■ GIVEN TASK ■
Extract the full set of records, then give each one again exactly.

■ THE INPUT ■
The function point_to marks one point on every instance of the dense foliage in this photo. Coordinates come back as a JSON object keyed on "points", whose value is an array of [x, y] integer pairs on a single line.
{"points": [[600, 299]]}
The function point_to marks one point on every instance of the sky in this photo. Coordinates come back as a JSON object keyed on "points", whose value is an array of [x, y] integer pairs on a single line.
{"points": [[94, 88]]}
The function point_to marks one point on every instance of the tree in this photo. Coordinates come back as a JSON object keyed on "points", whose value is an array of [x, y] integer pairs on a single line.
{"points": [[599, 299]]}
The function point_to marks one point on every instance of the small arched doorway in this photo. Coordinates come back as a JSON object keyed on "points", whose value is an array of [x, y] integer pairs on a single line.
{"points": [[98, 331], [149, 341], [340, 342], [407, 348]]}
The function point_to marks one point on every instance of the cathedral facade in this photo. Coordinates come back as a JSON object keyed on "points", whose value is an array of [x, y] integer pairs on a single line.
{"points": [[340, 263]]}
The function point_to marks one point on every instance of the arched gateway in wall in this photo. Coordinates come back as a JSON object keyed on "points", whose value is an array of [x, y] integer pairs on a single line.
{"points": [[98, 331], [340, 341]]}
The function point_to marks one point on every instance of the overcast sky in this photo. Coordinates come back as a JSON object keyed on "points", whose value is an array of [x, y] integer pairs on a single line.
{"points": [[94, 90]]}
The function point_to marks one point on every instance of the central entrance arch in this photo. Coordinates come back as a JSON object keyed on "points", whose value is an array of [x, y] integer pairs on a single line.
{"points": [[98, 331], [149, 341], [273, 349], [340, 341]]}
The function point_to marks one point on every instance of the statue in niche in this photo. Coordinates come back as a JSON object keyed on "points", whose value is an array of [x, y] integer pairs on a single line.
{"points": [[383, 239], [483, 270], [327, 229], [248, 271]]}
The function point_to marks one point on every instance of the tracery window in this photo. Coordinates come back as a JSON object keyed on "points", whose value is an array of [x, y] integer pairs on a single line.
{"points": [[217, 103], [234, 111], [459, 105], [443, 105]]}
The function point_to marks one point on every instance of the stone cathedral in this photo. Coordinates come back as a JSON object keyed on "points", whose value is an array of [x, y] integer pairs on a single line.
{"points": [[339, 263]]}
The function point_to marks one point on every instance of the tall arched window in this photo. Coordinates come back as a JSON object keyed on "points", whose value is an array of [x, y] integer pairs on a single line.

■ TASK SOLUTION ■
The function point_to marks one point on every instance of the dense foliage in this photo. Coordinates come back as a JSON object keyed on "points", whose value is an array of [x, y] integer pairs on a single line.
{"points": [[600, 299]]}
The function point_to marks one point on every instance of the sky in this photo. Coordinates come back as a JSON object keyed on "points", whose value is an array of [x, y] integer pairs on a single line.
{"points": [[94, 88]]}
The function point_to marks one point on every instance of the tree in this photo. Coordinates come back as a JSON object keyed on "points", whose value is an array of [x, y] integer pairs on a single line.
{"points": [[599, 299]]}
The function point_to marks one point on every instance of the small arched doorway in this photo. Coordinates come back as a JSON object keyed on "points", whose value is an array of [x, y] integer pairs on a single line.
{"points": [[98, 331], [149, 341], [340, 342], [407, 348]]}
The function point_to marks one point on every instance of the cathedral facade in this photo. Coordinates come back as a JSON object keyed on "points", whose value is an array of [x, y] integer pairs on a single line.
{"points": [[340, 263]]}
The function point_to marks one point on every instance of the arched gateway in wall in this photo. Coordinates come back as a JSON object keyed on "points", whose value is an array of [x, y] integer pairs on a single line.
{"points": [[98, 331], [340, 341]]}
The function point_to marks one point on every instance of the overcast sky in this photo. Coordinates come back as a JSON object keyed on "points", whose value is an array of [x, y] integer pairs on a single line.
{"points": [[94, 90]]}
The function point_to marks one point on every instance of the central entrance arch in this photo. Coordinates come back as a JSON object keyed on "points", whose value is an array of [x, y] integer pairs on a single line.
{"points": [[98, 331], [149, 341], [273, 349], [340, 341]]}
The function point_to marks one point on every instance of the statue in niche in this photo. Coordinates come back as a JSON object keyed on "points", whose value is an array of [x, y] integer pairs on a single line.
{"points": [[383, 239], [483, 270], [327, 229], [248, 271]]}
The function point_to marks one point on every instance of the tracery window in this photo. Coordinates come back as a JSON object keyed on "points", whose value is an array of [x, y] integer pairs on a single line.
{"points": [[217, 103], [234, 111], [459, 105], [443, 105]]}
The function point_to marks one point on every instance of the stone cathedral in this photo. Coordinates come back as a JSON object keyed on "points", whose value is an array of [x, y] integer pairs on a single line.
{"points": [[339, 263]]}
The function point_to marks one point on every instance of the tall arched window in this photo. Coordinates come back as a JSON object keyed on "points", whose value is an array of [x, y] integer pairs on a single line.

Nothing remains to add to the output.